> **Direction**
Reproduce the data below word for word, beginning at the line that contains "of the bare" and stopping after the line that contains "column 170, row 283". Include both of those lines.

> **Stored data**
>> start
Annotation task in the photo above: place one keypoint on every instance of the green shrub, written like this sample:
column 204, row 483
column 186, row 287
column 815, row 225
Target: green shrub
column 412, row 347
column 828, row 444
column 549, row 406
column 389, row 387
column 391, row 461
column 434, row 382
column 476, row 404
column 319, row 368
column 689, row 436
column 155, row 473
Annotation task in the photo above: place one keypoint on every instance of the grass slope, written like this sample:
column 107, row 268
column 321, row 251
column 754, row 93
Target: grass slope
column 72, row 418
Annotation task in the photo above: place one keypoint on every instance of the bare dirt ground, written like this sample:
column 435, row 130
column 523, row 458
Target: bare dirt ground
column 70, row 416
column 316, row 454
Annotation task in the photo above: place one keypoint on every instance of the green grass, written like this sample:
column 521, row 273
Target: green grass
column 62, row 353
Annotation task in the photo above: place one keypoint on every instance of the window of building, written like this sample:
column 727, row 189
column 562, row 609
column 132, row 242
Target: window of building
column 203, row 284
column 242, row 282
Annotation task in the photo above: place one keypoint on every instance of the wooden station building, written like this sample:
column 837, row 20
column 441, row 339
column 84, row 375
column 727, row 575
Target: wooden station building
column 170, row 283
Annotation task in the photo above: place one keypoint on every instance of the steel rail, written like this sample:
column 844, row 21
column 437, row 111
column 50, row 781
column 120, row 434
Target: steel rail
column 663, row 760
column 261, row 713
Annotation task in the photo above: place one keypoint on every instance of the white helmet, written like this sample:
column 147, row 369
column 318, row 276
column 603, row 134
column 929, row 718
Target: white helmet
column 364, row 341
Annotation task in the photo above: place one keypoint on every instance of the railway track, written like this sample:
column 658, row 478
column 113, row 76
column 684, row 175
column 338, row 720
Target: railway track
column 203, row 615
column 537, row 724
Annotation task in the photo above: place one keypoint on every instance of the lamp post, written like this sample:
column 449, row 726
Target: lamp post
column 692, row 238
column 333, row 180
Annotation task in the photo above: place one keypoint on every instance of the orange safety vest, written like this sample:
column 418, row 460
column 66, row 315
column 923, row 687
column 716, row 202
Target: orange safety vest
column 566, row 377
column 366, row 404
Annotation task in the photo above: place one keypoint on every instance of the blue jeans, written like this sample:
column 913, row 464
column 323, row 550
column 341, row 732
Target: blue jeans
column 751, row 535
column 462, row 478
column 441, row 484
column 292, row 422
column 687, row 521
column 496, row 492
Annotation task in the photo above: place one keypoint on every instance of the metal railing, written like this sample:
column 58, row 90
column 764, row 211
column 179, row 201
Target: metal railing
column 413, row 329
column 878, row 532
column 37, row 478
>> end
> **Result for this exercise**
Annotation task in the photo above: place one keypoint on every instance of the bare dirt ground, written like this sample:
column 435, row 130
column 523, row 458
Target: bare dirt ground
column 70, row 416
column 316, row 454
Annotation task in the photo above: place one keypoint on every instance of the green grass, written like this sample:
column 521, row 273
Target: green grass
column 62, row 353
Annotation task in the photo above: place one keypoint on every instance of the window of building, written like this sample:
column 727, row 189
column 562, row 609
column 132, row 242
Target: window of building
column 203, row 284
column 242, row 282
Annotation task in the photo above: place one keypoint on every instance of the wooden station building, written like this sample:
column 837, row 20
column 441, row 339
column 84, row 375
column 727, row 575
Target: wooden station building
column 170, row 283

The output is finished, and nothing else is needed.